### What to do:
What lines below include the word "chimney"? Copy each one.

Data entries:
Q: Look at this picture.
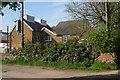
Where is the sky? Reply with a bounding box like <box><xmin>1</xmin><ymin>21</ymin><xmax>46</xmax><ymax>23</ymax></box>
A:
<box><xmin>0</xmin><ymin>2</ymin><xmax>73</xmax><ymax>32</ymax></box>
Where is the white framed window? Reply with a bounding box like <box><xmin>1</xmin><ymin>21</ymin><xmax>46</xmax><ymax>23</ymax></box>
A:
<box><xmin>63</xmin><ymin>35</ymin><xmax>70</xmax><ymax>43</ymax></box>
<box><xmin>45</xmin><ymin>36</ymin><xmax>52</xmax><ymax>41</ymax></box>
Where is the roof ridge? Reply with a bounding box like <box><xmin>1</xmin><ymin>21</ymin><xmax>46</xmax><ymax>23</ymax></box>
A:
<box><xmin>59</xmin><ymin>19</ymin><xmax>83</xmax><ymax>23</ymax></box>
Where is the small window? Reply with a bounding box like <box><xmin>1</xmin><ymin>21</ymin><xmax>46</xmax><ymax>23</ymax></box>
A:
<box><xmin>45</xmin><ymin>36</ymin><xmax>52</xmax><ymax>41</ymax></box>
<box><xmin>18</xmin><ymin>31</ymin><xmax>21</xmax><ymax>35</ymax></box>
<box><xmin>63</xmin><ymin>35</ymin><xmax>70</xmax><ymax>43</ymax></box>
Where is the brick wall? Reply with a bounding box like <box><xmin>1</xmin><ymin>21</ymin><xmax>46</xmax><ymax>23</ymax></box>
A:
<box><xmin>97</xmin><ymin>53</ymin><xmax>115</xmax><ymax>63</ymax></box>
<box><xmin>70</xmin><ymin>35</ymin><xmax>80</xmax><ymax>40</ymax></box>
<box><xmin>23</xmin><ymin>23</ymin><xmax>32</xmax><ymax>44</ymax></box>
<box><xmin>10</xmin><ymin>23</ymin><xmax>33</xmax><ymax>50</ymax></box>
<box><xmin>32</xmin><ymin>30</ymin><xmax>45</xmax><ymax>43</ymax></box>
<box><xmin>10</xmin><ymin>26</ymin><xmax>22</xmax><ymax>50</ymax></box>
<box><xmin>43</xmin><ymin>29</ymin><xmax>62</xmax><ymax>43</ymax></box>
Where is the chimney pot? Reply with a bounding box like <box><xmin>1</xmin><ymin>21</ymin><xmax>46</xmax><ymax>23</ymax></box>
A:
<box><xmin>23</xmin><ymin>15</ymin><xmax>34</xmax><ymax>22</ymax></box>
<box><xmin>37</xmin><ymin>19</ymin><xmax>47</xmax><ymax>26</ymax></box>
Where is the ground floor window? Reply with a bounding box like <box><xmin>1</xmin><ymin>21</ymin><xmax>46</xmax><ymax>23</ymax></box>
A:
<box><xmin>45</xmin><ymin>36</ymin><xmax>52</xmax><ymax>41</ymax></box>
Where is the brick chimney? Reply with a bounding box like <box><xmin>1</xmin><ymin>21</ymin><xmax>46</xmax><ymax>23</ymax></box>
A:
<box><xmin>23</xmin><ymin>15</ymin><xmax>35</xmax><ymax>22</ymax></box>
<box><xmin>37</xmin><ymin>19</ymin><xmax>47</xmax><ymax>26</ymax></box>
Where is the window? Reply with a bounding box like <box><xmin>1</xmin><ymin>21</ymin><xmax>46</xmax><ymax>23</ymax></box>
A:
<box><xmin>62</xmin><ymin>35</ymin><xmax>70</xmax><ymax>43</ymax></box>
<box><xmin>18</xmin><ymin>31</ymin><xmax>21</xmax><ymax>35</ymax></box>
<box><xmin>45</xmin><ymin>36</ymin><xmax>52</xmax><ymax>41</ymax></box>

### Response to the exercise:
Where is the chimney pot? Reply with a bounding box like <box><xmin>1</xmin><ymin>21</ymin><xmax>46</xmax><ymax>23</ymax></box>
Where is the brick chimney? Reply with a bounding box like <box><xmin>1</xmin><ymin>21</ymin><xmax>46</xmax><ymax>23</ymax></box>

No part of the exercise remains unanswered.